Output all of the data below without changing a word, and exclude the pictures.
PROVIDED ENTRIES START
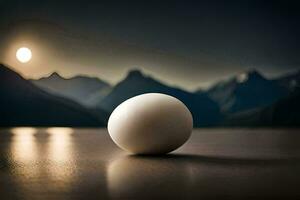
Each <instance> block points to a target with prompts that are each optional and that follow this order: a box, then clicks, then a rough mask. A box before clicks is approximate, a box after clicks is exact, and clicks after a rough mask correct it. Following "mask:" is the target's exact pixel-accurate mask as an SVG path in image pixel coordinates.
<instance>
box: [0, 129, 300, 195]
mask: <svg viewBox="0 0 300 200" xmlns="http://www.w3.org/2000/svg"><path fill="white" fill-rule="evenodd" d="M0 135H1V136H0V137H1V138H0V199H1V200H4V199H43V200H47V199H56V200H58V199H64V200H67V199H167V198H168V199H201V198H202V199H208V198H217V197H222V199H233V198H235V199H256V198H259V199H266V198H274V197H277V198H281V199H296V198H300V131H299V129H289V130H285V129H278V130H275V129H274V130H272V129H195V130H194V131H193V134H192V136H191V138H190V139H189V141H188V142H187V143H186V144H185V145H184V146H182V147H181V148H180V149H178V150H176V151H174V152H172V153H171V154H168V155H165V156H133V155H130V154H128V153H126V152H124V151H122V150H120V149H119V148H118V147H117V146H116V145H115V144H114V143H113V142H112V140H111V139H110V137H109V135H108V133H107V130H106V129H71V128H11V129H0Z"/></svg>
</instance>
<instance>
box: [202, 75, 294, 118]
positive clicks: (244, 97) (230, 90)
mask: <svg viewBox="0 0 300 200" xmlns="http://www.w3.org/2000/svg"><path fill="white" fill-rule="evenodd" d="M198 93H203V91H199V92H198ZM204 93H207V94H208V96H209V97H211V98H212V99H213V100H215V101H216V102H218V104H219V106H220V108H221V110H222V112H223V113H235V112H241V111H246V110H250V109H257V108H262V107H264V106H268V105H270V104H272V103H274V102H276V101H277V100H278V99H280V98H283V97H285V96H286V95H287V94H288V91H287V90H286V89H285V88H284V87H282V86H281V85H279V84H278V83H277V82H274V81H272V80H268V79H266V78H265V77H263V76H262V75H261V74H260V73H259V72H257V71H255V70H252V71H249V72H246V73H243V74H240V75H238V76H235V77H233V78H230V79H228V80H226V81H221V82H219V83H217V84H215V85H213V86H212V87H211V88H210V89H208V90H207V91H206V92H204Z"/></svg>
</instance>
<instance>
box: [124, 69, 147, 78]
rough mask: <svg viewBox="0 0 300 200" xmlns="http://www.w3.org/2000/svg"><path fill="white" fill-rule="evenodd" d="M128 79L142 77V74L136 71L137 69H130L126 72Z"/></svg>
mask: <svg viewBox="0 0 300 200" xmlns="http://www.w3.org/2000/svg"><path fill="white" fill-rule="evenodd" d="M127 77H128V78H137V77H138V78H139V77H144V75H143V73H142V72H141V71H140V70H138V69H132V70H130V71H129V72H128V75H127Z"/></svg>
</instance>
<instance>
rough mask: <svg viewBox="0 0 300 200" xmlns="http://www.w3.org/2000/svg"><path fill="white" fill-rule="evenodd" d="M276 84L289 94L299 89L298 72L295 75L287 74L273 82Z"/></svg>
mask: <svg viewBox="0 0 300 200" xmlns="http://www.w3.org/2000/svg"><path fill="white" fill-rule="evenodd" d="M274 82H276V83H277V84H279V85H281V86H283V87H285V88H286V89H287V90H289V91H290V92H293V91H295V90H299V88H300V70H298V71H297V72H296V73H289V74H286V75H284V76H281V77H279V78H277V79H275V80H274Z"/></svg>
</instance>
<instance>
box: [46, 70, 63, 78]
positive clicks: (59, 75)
PROVIDED ENTRIES END
PROBLEM SOLUTION:
Each <instance> block points to a target with prompts that are each optional and that follow this order: a box, then clicks, then a rough mask. A box before clicks is approximate, a box after clicks is exact, and clicks after a rough mask correct it. Following "mask:" is the target's exact pixel-accurate mask as an SVG path in image pixel coordinates.
<instance>
box: [0, 129, 300, 195]
mask: <svg viewBox="0 0 300 200" xmlns="http://www.w3.org/2000/svg"><path fill="white" fill-rule="evenodd" d="M0 135H1V136H0V137H1V138H0V199H1V200H4V199H43V200H47V199H56V200H58V199H64V200H67V199H167V198H168V199H201V198H202V199H208V198H217V197H222V199H233V198H235V199H256V198H259V199H266V198H274V197H277V198H281V199H296V198H300V131H299V129H289V130H285V129H278V130H275V129H274V130H272V129H195V130H194V131H193V134H192V136H191V138H190V139H189V141H188V142H187V143H186V144H185V145H184V146H182V147H181V148H180V149H178V150H176V151H174V152H172V153H171V154H168V155H165V156H133V155H130V154H128V153H126V152H124V151H122V150H120V149H119V148H118V147H117V146H116V145H115V144H114V143H113V142H112V140H111V139H110V137H109V135H108V133H107V130H106V129H71V128H11V129H0Z"/></svg>
</instance>
<instance>
box: [202, 75, 294, 118]
positive clicks: (244, 97) (230, 90)
mask: <svg viewBox="0 0 300 200" xmlns="http://www.w3.org/2000/svg"><path fill="white" fill-rule="evenodd" d="M198 93H203V91H199V92H198ZM204 93H207V94H208V96H209V97H211V98H212V99H213V100H215V101H216V102H218V104H219V106H220V108H221V110H222V112H223V113H235V112H241V111H246V110H250V109H257V108H262V107H264V106H268V105H270V104H272V103H274V102H276V101H277V100H278V99H280V98H283V97H285V96H286V95H287V94H288V91H287V90H286V89H285V88H284V87H282V86H281V85H279V84H278V83H277V82H274V81H272V80H268V79H266V78H265V77H263V76H262V75H261V74H260V73H259V72H257V71H255V70H252V71H249V72H246V73H243V74H240V75H238V76H235V77H233V78H230V79H228V80H226V81H221V82H219V83H217V84H215V85H213V86H212V87H211V88H210V89H208V90H207V91H206V92H204Z"/></svg>
</instance>
<instance>
box: [124, 69, 147, 78]
rough mask: <svg viewBox="0 0 300 200" xmlns="http://www.w3.org/2000/svg"><path fill="white" fill-rule="evenodd" d="M128 79L142 77V74L136 71L137 69H130L126 72Z"/></svg>
mask: <svg viewBox="0 0 300 200" xmlns="http://www.w3.org/2000/svg"><path fill="white" fill-rule="evenodd" d="M127 77H128V78H137V77H138V78H139V77H144V75H143V73H142V72H141V71H140V70H138V69H132V70H130V71H129V72H128V75H127Z"/></svg>
</instance>
<instance>
rough mask: <svg viewBox="0 0 300 200" xmlns="http://www.w3.org/2000/svg"><path fill="white" fill-rule="evenodd" d="M276 84L289 94L299 89L298 72L295 75L287 74L273 82Z"/></svg>
mask: <svg viewBox="0 0 300 200" xmlns="http://www.w3.org/2000/svg"><path fill="white" fill-rule="evenodd" d="M274 82H276V83H277V84H279V85H281V86H283V87H285V88H286V89H287V90H289V91H290V92H293V91H295V90H299V88H300V70H298V71H297V72H296V73H289V74H286V75H284V76H281V77H279V78H277V79H275V80H274Z"/></svg>
</instance>
<instance>
box: [46, 70, 63, 78]
positive clicks: (59, 75)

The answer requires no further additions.